▸ **Bacaan untuk Ditinjau**:
Ragam

Ketinting kota bangun pandemi Covid-19 Desa Kedang Murung 

Satu Jam Gunakan Ketinting, Jangkau Murid Agar Tetap Belajar di Tengah Pandemi



Rojali Kepala Sekolah SDN 014 Kota Bangun mengecek proses belajar di rumah
Rojali Kepala Sekolah SDN 014 Kota Bangun mengecek proses belajar di rumah

SELASAR.CO, Kutai Kartanegara - Bagi sekolah di kawasan perkotaan, menerapkan sistem pembelajaran dalam jaringan (daring) selama pandemic Coronavirus Disease (Covid-19).  Tentu tidak menjadi masalah, asal didukung dengan jaringan internet yang memadai dan alat pendukung. Terlebih hampir seluruh masyarakat di perkotaan memiliki alat pendukung, seperti  gawai dan komputer.

Penerapan pembelajaran daring juga diterapkan di Kutai Kartanegara (Kukar), namun belum semua daerah bisa menerapkannya, seperti yang terjadi di Desa Kedang Murung, Kecamatan Kota Bangun. Di desa tersebut terdapat Sekolah Dasar (SD) Negeri 14 sebagai sekolah induk, yang juga menaungi sekolah kunjung di Dusun Rajak.

Kepala SD 014 Kota Bangun, Rojali mengatakan awalnya sekolah menerapkan dua sistem pembelajaran, yaitu daring dan manual. Sistem daring hanya dipergunakan untuk mata pelajaran yang terdapat praktek, seperti membaca Alquran dan olahraga.

Sementara untuk sistem manual, pihak sekolah menyediakan bahan pembelajarannya. Para guru akan datang ke rumah murid-murid untuk membagikan bahan tersebut, sekaligus melakukan proses belajar mengajar.

Penerapan sistem daring mendapat keluhan dari orang tua murid, pasalnya tidak semua memiliki gawai yang mendukung sistem pembelajaran daring. Jika pun ada, sinyal internet di desa tersebut tergolong buruk.

"Kendalanya memang itu, masyarakat di sini tergolong dalam taraf perekonomian di bawah minimum. Tidak banyak yang punya handphone (HP) android. Kalaupun ada, di sini juga masih susah sinyal," kata Rojali.

Dari 200 siswa SD 14, hanya sekitar 25 siswa saja yang memiliki handphone. Sehingga diputuskan seluruh proses pembelajaran menerapkan sistem manual.

Sekolah harus mencetak sendiri bahan ajar yang akan dibagikan kepada seluruh siswa. Untuk memastikan siswa belajar atau tidak, para guru harus aktif berkomunikasi dengan orang tua murid melalui telepon atau datang langsung ke rumah masing-masing.

Rojali mengaku cukup sedih melihat kondisi ini, pasalnya banyak anak yang mengaku rindu belajar di kelas, termasuk rindu dengan para guru. Untuk menuju dusun Rajak dapat ditempuh dengan menggunakan perahu ketinting dari desa selama kurang lebih satu jam perjalanan.

Menurut Rojali ada hal yang berbeda ketika tidak mengajar langsung dengan tatap muka di ruang kelas. Bahkan, sebagai pengajar dirinya seperti merasa bersalah ketika tidak turun ke sekolah untuk mengajar.

"Guru-guru juga kangen dengan murid, dengan sekolahan. Mereka ingin ketemu langsung, tatap muka di kelas. Murid juga ingin sekolah di ruang kelas, bukan di rumah, mereka jenuh kami juga jenuh dengan kondisi seperti ini," tutupnya.

▸ **Catatan dari sebuah dataset**:

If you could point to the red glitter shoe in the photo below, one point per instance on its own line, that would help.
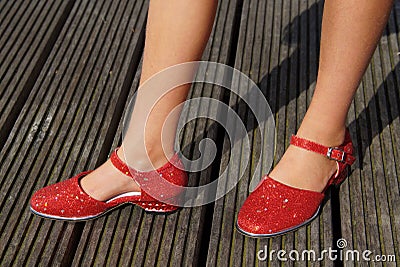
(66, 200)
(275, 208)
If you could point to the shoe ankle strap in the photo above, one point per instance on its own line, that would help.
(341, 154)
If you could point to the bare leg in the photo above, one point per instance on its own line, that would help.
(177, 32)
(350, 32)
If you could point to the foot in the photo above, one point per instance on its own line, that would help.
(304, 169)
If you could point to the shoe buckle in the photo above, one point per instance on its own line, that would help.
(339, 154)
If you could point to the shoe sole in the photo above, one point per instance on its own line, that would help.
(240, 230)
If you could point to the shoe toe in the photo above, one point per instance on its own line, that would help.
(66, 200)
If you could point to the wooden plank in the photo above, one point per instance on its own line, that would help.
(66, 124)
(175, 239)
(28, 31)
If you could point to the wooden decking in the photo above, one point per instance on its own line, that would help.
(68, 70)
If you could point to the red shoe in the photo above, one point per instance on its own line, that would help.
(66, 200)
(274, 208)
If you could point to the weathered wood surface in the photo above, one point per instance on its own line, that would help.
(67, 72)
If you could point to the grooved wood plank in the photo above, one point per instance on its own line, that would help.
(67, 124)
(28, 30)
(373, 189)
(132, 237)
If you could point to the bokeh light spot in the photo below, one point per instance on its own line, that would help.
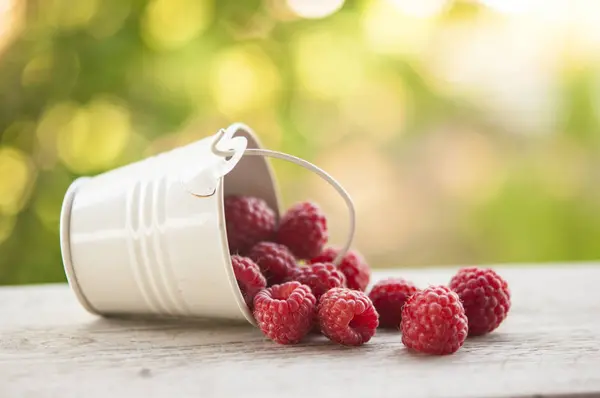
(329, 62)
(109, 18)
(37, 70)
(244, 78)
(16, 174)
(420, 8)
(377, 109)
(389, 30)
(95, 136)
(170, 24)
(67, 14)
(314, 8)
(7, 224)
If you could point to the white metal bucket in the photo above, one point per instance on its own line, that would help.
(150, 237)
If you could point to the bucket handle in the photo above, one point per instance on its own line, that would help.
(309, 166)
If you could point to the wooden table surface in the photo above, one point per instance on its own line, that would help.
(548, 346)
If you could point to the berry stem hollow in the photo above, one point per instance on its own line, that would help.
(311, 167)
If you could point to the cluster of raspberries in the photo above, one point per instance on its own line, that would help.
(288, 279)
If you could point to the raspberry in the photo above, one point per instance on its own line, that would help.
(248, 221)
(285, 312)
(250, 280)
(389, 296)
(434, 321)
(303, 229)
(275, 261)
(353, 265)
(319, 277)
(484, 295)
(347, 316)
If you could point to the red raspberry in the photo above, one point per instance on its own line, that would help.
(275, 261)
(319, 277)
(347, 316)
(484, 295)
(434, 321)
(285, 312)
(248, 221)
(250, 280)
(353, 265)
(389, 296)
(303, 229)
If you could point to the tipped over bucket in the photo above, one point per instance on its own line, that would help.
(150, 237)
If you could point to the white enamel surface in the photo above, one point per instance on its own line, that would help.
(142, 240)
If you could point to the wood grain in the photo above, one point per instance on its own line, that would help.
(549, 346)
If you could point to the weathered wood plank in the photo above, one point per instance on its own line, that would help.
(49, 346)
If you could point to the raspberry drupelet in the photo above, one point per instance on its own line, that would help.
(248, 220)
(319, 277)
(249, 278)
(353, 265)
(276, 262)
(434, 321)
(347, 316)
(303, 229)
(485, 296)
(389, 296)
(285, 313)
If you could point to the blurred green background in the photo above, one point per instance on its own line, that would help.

▸ **Tugas Latihan**:
• A. Menurut berita tentang pembelajaran di Desa Kedang Murung, berapa siswa SD 14 yang memiliki handphone?
• B. Kutip dari berita tentang pembelajaran di Desa Kedang Murung bagian mulai "Sementara untuk sistem" sampai "proses belajar mengajar.".
• C. Sebutkan semua nama wilayah (kabupaten, kecamatan, desa, dan dusun) yang disebut dalam berita tentang pembelajaran di Desa Kedang Murung.

▸ **Hasil Tugas**:
• A. Sekitar 25 siswa dari 200 siswa.

• B.
Sementara untuk sistem manual, pihak sekolah menyediakan bahan pembelajarannya. Para guru akan datang ke rumah murid-murid untuk membagikan bahan tersebut, sekaligus melakukan proses belajar mengajar.

• C.
- Kutai Kartanegara (Kukar)
- Kecamatan Kota Bangun
- Desa Kedang Murung
- Dusun Rajak